**Consigne 1**
Réécrivez le passage du texte sur l'investissement agricole allant de "L’investissement dans l’éducation" jusqu'à "et plus efficiente.", en remplaçant "travailleurs agricoles" par "ouvriers agricoles".
**Consigne 2**
D'après le texte sur l'investissement agricole, quels éléments sont nécessaires au développement des chaînes de valeur en Afrique ? Citez-les tous.

**Document source**
=-=-=

L’investissement dans l’éducation est considéré aussi comme un moyen efficace pour augmenter les gains de productivité agricole. En effet en instruisant la population rurale, la main d’œuvre agricole quitte le milieu rural et participe ainsi à l’amélioration de la productivité du travail. De plus, grâce à l’éducation et aux formations professionnelles, les travailleurs agricoles sont plus formés et aptes à pratiquer toutes les opérations agricoles de manière plus efficace et plus efficiente.
Quant aux infrastructures, plusieurs études ont montré l’importance des infrastructures rurales et des réseaux routiers comme moteur de croissance économique globale dans les zones rurales (Mogues, 2011). En effet, elles permettent de développer les chaînes de valeurs agricoles, d’assurer le stockage et le transport des denrées alimentaires, de s’approvisionner auprès des marchés des intrants et de faciliter l’accès aux marchés des produits. Compte tenu de la nature délicate des produits agricoles (produits périssables et difficilement stockables), l’électrification, les chaînes de froids, les routes, les bâtiments de stockages et les usines de transformation sont des éléments nécessaires pour le développement des chaînes de valeur en Afrique.
Conscients de l’importance de l’investissement public dans l’agriculture et en vue de concrétiser leur engagement envers le développement du secteur agricole, les Etats africains lors de la réunion de l’Union Africaine tenue à Maputo en 2003, ont décidé de porter la part des dépenses publiques allouées à l’agriculture à 10 % de leurs ressources budgétaires dans un délai de 5 ans. Cette décision vient appuyer la volonté des gouvernements africains de développer le secteur agricole en vue d’améliorer la productivité agricole, assurer la sécurité alimentaire et garantir une croissance économique durable et soutenue. A cette occasion, plusieurs déclarations et décisions ont été prises dans de nombreux sommets à savoir :
- La déclaration de Syrte de 2004 sur les défis de mise en œuvre d’une politique de développement intégré et durable de l’agriculture et des ressources en eau ;
- La décision de 2007 lors du sommet spécial d’Abuja sur les engrais ;
- La décision de 2007 d’Abuja sur la sécurité alimentaire en Afrique ;
- La déclaration de Syrte de 2009 sur l’investissement agricole pour la croissance économique et la sécurité alimentaire ;
- La déclaration de Malabo en 2014 sur la croissance et la transformation accélérée et de meilleures conditions de vie.

=-=-=

**Données enregistrées**
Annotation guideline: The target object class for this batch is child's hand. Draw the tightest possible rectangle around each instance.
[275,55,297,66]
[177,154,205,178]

=-=-=

**Corrigé détaillé 1**
L’investissement dans l’éducation est considéré aussi comme un moyen efficace pour augmenter les gains de productivité agricole. En effet en instruisant la population rurale, la main d’œuvre agricole quitte le milieu rural et participe ainsi à l’amélioration de la productivité du travail. De plus, grâce à l’éducation et aux formations professionnelles, les ouvriers agricoles sont plus formés et aptes à pratiquer toutes les opérations agricoles de manière plus efficace et plus efficiente.

**Corrigé détaillé 2**
- l'électrification
- les chaînes de froids
- les routes
- les bâtiments de stockages
- les usines de transformation